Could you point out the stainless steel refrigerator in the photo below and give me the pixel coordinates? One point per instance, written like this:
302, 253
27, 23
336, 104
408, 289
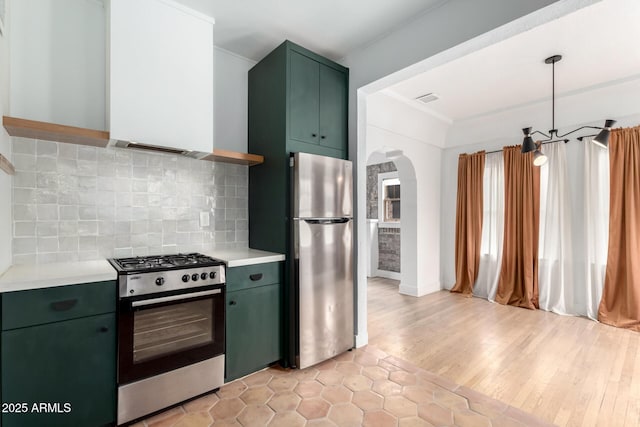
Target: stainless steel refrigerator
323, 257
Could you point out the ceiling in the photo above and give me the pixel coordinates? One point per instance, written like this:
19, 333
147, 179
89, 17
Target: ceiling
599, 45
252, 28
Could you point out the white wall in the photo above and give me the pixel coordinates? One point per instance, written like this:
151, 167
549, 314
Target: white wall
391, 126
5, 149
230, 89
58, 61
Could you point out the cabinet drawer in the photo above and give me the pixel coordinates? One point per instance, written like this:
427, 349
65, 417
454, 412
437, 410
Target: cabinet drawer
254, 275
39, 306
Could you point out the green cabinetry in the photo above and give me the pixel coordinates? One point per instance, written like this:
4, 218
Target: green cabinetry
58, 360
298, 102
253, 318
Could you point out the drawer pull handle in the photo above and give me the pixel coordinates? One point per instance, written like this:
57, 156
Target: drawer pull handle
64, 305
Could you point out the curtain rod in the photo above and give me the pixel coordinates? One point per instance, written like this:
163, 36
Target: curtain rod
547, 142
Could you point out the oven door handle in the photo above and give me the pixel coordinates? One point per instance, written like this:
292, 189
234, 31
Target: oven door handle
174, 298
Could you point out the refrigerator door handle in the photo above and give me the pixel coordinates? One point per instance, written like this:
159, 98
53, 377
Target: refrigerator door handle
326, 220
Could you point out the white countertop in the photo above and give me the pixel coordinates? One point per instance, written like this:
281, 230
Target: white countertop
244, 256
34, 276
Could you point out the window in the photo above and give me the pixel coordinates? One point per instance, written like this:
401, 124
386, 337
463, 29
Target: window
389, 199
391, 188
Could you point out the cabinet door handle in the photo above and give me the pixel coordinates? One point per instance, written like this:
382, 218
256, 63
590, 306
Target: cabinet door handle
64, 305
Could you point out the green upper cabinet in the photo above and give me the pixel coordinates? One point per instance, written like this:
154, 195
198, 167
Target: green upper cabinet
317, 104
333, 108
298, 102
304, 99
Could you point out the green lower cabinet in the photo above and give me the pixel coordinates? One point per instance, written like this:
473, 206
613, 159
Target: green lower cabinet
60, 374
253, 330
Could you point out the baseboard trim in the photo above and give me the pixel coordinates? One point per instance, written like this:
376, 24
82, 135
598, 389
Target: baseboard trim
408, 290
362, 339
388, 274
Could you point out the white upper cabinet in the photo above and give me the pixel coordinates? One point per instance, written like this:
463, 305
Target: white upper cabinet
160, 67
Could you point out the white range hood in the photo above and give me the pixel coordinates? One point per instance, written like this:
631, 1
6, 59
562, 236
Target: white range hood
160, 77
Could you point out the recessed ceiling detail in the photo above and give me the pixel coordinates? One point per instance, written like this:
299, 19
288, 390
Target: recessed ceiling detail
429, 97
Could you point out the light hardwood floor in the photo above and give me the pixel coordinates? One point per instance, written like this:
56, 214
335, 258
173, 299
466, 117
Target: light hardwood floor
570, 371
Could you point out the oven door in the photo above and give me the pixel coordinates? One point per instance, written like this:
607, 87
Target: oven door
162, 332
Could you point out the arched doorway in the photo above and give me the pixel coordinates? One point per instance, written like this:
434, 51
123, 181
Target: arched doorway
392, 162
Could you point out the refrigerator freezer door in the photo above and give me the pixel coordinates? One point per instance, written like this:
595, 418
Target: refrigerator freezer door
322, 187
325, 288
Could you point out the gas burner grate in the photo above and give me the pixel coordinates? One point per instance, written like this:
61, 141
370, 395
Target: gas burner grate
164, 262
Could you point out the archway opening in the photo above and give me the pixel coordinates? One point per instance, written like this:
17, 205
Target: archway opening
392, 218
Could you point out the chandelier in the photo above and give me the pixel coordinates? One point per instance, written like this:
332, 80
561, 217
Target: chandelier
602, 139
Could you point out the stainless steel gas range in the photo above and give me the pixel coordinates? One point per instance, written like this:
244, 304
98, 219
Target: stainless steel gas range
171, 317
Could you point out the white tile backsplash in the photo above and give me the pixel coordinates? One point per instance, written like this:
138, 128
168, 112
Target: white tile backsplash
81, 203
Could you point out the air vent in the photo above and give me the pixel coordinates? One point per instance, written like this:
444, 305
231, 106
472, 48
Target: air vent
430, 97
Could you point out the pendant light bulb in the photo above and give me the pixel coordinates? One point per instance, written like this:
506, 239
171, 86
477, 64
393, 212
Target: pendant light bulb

□ □ □ □ □

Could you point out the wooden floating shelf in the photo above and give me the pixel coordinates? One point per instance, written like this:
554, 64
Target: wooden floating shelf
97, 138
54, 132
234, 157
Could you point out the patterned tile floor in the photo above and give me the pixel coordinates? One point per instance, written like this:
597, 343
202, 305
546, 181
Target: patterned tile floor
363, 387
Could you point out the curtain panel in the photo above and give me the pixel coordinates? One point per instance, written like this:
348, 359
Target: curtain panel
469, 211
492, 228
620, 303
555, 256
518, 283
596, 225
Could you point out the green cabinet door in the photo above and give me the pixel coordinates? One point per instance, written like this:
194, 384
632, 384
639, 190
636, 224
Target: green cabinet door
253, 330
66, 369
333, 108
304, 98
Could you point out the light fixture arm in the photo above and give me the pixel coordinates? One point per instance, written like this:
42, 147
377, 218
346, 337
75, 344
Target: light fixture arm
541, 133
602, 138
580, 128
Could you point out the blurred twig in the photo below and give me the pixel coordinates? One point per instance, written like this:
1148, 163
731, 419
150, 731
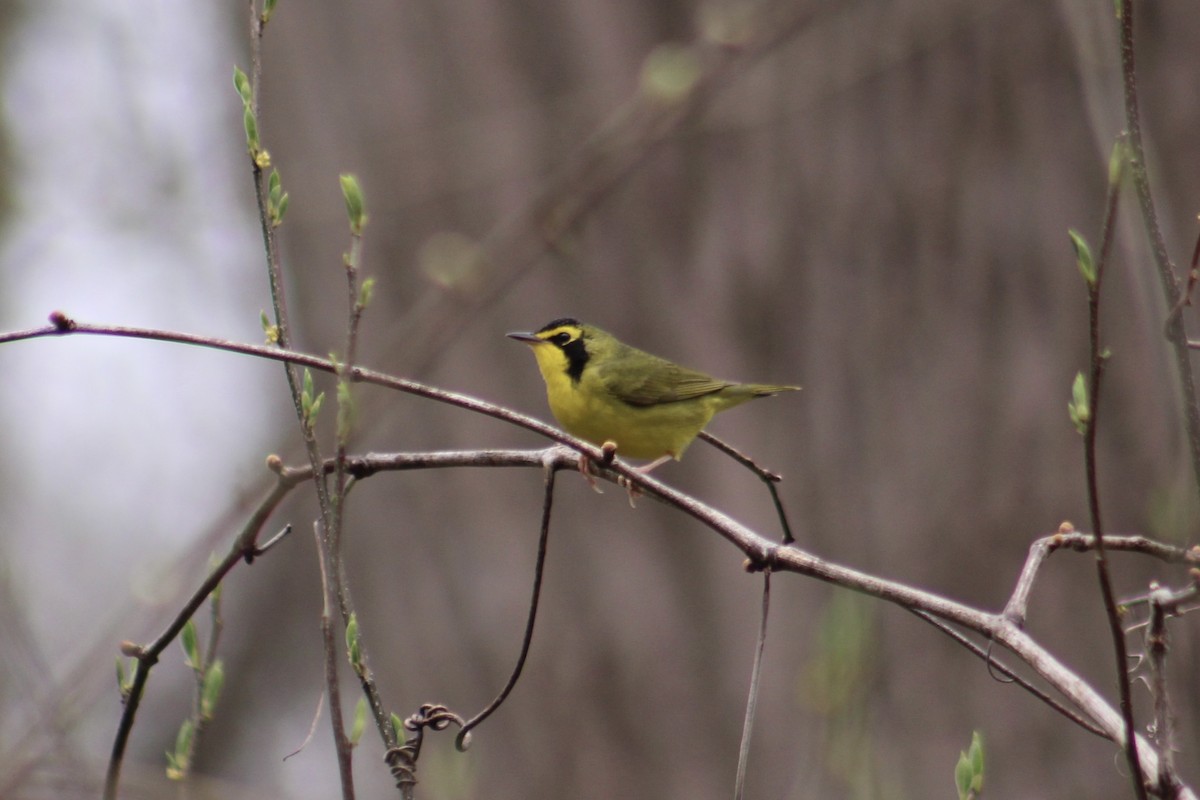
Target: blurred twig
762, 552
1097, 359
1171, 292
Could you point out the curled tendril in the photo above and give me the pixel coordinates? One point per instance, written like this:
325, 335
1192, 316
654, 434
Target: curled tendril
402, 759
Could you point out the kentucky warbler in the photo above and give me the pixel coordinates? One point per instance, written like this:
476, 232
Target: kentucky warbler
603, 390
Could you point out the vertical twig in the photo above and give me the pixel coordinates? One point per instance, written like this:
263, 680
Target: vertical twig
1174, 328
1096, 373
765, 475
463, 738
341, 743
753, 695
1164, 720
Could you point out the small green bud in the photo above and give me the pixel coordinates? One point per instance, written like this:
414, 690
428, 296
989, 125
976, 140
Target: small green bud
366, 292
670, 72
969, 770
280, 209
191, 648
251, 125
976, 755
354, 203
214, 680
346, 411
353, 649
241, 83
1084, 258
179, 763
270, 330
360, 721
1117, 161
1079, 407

□ □ □ □ □

Objective:
Rewrite the rows from the line containing "Could you point out the white tile" to the line containing "Target: pendant light bulb", changing "air vent" to "ceiling vent" and leaving everything else untouched.

Response for this exercise:
Could you point out the white tile backsplash in the photo above and give me the pixel coordinates? One point per instance, written like this:
138, 128
168, 112
Target: white tile backsplash
81, 203
Could you point out the ceiling vent in the photo above and give me the pixel coordinates? One point per instance, written like this:
444, 305
231, 106
472, 48
Target: ceiling vent
430, 97
Could you point out the pendant light bulb in the photo above and give me the pixel coordinates? One point per instance, written like this:
506, 239
171, 86
477, 64
393, 212
Target: pendant light bulb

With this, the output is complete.